Your task = Below is a block of records; return all of them exactly, but without the images.

Material for the task =
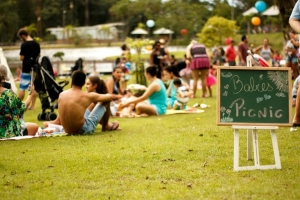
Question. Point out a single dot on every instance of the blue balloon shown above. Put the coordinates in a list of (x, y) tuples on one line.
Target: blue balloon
[(260, 6), (150, 23)]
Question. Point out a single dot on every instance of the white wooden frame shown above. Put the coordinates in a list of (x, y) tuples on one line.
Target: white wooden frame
[(252, 142)]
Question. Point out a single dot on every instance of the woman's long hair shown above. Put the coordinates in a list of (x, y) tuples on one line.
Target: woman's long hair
[(152, 70), (101, 87)]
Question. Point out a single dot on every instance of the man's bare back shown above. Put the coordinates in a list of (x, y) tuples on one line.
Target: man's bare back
[(72, 106)]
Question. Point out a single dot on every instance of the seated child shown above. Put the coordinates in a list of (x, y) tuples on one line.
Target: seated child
[(182, 94)]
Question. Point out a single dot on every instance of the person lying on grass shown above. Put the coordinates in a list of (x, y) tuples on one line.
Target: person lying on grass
[(155, 93), (95, 84), (73, 112), (11, 112)]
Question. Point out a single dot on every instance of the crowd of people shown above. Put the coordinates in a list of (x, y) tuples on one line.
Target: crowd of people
[(170, 85)]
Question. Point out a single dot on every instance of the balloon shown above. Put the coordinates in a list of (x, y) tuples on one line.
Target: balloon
[(183, 31), (150, 23), (227, 41), (149, 47), (260, 6), (255, 21)]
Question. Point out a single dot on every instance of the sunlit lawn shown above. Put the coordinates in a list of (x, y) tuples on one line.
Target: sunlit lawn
[(184, 156)]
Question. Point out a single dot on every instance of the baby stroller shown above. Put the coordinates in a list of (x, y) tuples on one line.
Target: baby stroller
[(47, 88), (257, 60)]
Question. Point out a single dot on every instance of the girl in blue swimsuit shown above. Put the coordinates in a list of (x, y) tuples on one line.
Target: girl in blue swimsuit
[(156, 95)]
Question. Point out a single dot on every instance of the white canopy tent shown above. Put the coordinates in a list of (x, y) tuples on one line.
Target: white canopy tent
[(272, 11), (139, 31), (250, 11), (163, 31)]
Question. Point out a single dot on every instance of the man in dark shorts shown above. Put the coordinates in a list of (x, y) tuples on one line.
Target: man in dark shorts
[(73, 112), (30, 51)]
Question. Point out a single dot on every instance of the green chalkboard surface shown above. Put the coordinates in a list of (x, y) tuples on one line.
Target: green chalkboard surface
[(254, 96)]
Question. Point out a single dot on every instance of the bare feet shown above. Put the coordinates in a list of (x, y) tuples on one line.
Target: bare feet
[(114, 126)]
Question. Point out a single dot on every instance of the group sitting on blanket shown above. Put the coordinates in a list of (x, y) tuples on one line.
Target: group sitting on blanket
[(92, 107)]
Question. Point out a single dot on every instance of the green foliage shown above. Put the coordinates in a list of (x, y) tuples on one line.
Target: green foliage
[(183, 156), (9, 20), (141, 25), (216, 30), (138, 45), (50, 37)]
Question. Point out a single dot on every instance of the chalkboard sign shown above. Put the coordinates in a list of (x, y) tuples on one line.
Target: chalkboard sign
[(254, 96)]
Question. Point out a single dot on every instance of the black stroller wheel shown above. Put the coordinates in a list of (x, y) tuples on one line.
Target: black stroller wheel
[(42, 116), (51, 116)]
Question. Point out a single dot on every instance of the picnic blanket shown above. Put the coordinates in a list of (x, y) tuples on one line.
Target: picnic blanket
[(186, 111), (51, 131)]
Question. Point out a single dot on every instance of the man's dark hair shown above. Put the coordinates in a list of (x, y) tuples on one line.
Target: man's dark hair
[(177, 82), (243, 38), (78, 78), (22, 32), (152, 70)]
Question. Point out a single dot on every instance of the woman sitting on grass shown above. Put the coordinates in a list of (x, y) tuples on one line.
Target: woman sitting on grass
[(155, 93), (114, 87), (171, 73), (11, 112), (95, 84)]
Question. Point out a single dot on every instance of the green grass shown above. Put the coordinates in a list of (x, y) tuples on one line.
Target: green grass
[(183, 156)]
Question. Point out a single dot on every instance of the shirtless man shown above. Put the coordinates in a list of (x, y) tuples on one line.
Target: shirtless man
[(73, 114)]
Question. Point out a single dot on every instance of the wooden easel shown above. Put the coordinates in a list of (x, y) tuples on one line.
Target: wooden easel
[(252, 142)]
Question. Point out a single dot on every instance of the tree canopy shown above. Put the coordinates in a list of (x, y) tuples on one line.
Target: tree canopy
[(191, 15)]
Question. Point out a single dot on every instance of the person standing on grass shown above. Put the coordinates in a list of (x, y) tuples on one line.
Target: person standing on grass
[(295, 18), (295, 24), (155, 58), (95, 84), (73, 112), (155, 93), (29, 54), (200, 63), (231, 53), (115, 87), (243, 48), (170, 73)]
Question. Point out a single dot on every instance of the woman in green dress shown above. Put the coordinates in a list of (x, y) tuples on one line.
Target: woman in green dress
[(11, 112)]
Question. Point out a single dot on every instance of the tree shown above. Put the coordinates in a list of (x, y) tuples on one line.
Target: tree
[(285, 8), (106, 31), (216, 29), (9, 20), (138, 45)]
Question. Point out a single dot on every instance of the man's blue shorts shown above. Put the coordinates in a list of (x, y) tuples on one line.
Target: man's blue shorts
[(92, 119)]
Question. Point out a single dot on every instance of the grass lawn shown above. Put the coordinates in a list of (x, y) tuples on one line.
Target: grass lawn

The answer =
Question. Point out a single dot on every instance of the blue balloon shown above. Put the coordinates in a list of (x, y) tuples on one line.
Target: blue balloon
[(260, 6), (150, 23)]
Question. Point out a single dot on every instance of the white wooden frame shown above. Put the coordinates in a list of (x, y) tuples on one line.
Target: white wooden frame
[(252, 142)]
Question. Point out a single dot on every instance of the woman's long hair shown above. Put the coordinates in a list of (x, y) tuples on one line.
Target: woman's long hair
[(152, 70), (101, 87)]
Question. Point out a single dot on every instance of the man's bare back shown above. Put the coordinates in a list of (x, y) tuples on one line.
Target: man's bare back
[(72, 106)]
Question. Point out a single dot on every instance of the seated child shown above. Put the coordinates in a list of (x, y) tuples on one line.
Target: seated child
[(182, 94)]
Question. Point out a single dot on every instance of the person lying on grass shown above. Put the coordinates in a list of (x, y) tuples on one line.
Target: person lying on grass
[(155, 93), (95, 84), (73, 112), (11, 112)]
Question. Point out a single dot on every instance of the crowd of people shown above. Put the coordinates in a list of (x, y) tuples on one line.
Target: crowd of people
[(170, 85)]
Question. Point out a single dot on every instance of the balloon shown above. Put the coordinates in a list of (x, y) tuples on one line.
Target: balloon
[(183, 31), (150, 23), (227, 41), (149, 47), (260, 6), (255, 21)]
Question. Point out a single dot on every instance of the sunlit lawn shown above. Put the coordinates in a list of (x, y) tuples on one line.
Target: sunlit lawn
[(184, 156)]
Question. Point out a single dot on every instance of the baby stroller shown above. Put the coordinates in a list of (x, y) tuples on one line.
Target: baby stroller
[(47, 88), (257, 60)]
Question. Point out a single dot on every instance of the girl in blue swimsuit shown above. Put the coordinates in a list of (x, y) tuples on one line.
Target: girl in blue swimsuit
[(156, 95)]
Question. Point out a single dot on every instance of the white canopy tent shown above. Put the coordinates in a list of (x, y) tuples on one line.
Target: white canopy tent
[(272, 11), (139, 31), (250, 11), (163, 31)]
Question. Point out a single dot on every instance of the man in dark shorts shown above. Put the coordinates in a list of (x, y) tuples on one line.
Target: man in dark shorts
[(73, 112), (30, 51)]
Question. Point out a single dot on every instance of the green chalkboard surface shown above. Put the coordinates in a list of (x, y) tuples on one line.
Target: green chalkboard surface
[(254, 96)]
Question. Point out a single dot on every instance of the bare feet shown above. Put the coordinates in a list of (x, y) tuples on one line.
Target: bare feet
[(114, 126)]
Question. Point out a single dot on every instance of the group sitting on blanket shown above. Put the coordinates in a list of (x, y) tuples on one line.
Target: group sitting on blanket
[(92, 107)]
Question. Point out a single dot on every instance of the green foliage shown above. Put the coordinates in a list of (x, y) tuples on one line.
Target: green foliage
[(183, 156), (9, 20), (141, 25), (216, 30), (138, 45), (50, 37)]
Question. Point out a single dot on every instance of the chalkboard sign shown above. Put the coordinates in a list of (x, y) tuples on one line.
Target: chalkboard sign
[(254, 96)]
Question. Point out a single dot on every instance of the black stroller wheel shown above. Put the coordinates in a list of (x, y) tuples on one line.
Target: black stroller wheel
[(42, 116), (51, 116)]
Question. Point out a single dot on every instance of the picnic blanket shown above. Put the coordinates in a list of (x, y) tuples on one line.
Target: picnic blanket
[(186, 111), (51, 131)]
Question. Point out a single dot on every instance of the man's dark hair shown above. Put the coordinates in a list of (x, y) tuples on one line.
Target: man's dark hair
[(177, 82), (243, 38), (78, 78), (22, 32), (152, 70)]
Question. Point out a single dot on every instance of the woman sitting on grass shown above. Put the coordinates in a list of (x, y) tuples on one line.
Target: woman sitting on grass
[(155, 93), (114, 87), (171, 73), (11, 112), (95, 84)]
Question. Point out a single dot on every instance of the green grass shown above. Put the coordinates in a list of (x, y) tuples on one line.
Target: green grass
[(183, 156)]
Question. Point out a single dot on every instance of the shirtless man shown above. Put the coordinates in a list of (x, y) tuples on one line.
Target: shirtless man
[(73, 114)]
Question. Point out a single dot on every instance of the wooden easel shown above. Put the coordinates in a list of (x, y) tuples on one line.
Target: wooden easel
[(252, 142)]
Question. Point out a single dot on every instance of the tree canopy shown above. Put the coordinates in a list of (x, y) tuples on one line.
Target: tree canopy
[(191, 15)]
Question. Point out a single dot on every instance of the person standing on grass shown above. Put the coordinates in a list of (x, y) tuples on one line.
Target: person standing on grass
[(295, 18), (295, 24), (155, 58), (95, 84), (73, 112), (155, 93), (29, 54), (200, 63), (231, 53), (115, 87), (243, 48), (170, 73)]
Question. Point out a single dot on every instance of the woman in green dress shown above. Put the coordinates in a list of (x, y) tuples on one line.
Target: woman in green dress
[(11, 112)]
Question. Point out a single dot on every instance of the tree shown above. Put the coordinates in a list of (x, y) tuples on one line.
Target: tree
[(285, 8), (106, 31), (216, 29), (9, 20), (138, 45)]
Question. Point out a single dot on every instance of the man's blue shorts shown above. Put the coordinates in a list of (x, y) tuples on one line.
Target: man's blue shorts
[(92, 119)]
Question. Point out a single dot on every instance of the grass lawn shown above. Put the coordinates in a list of (x, y) tuples on one line.
Target: grass lawn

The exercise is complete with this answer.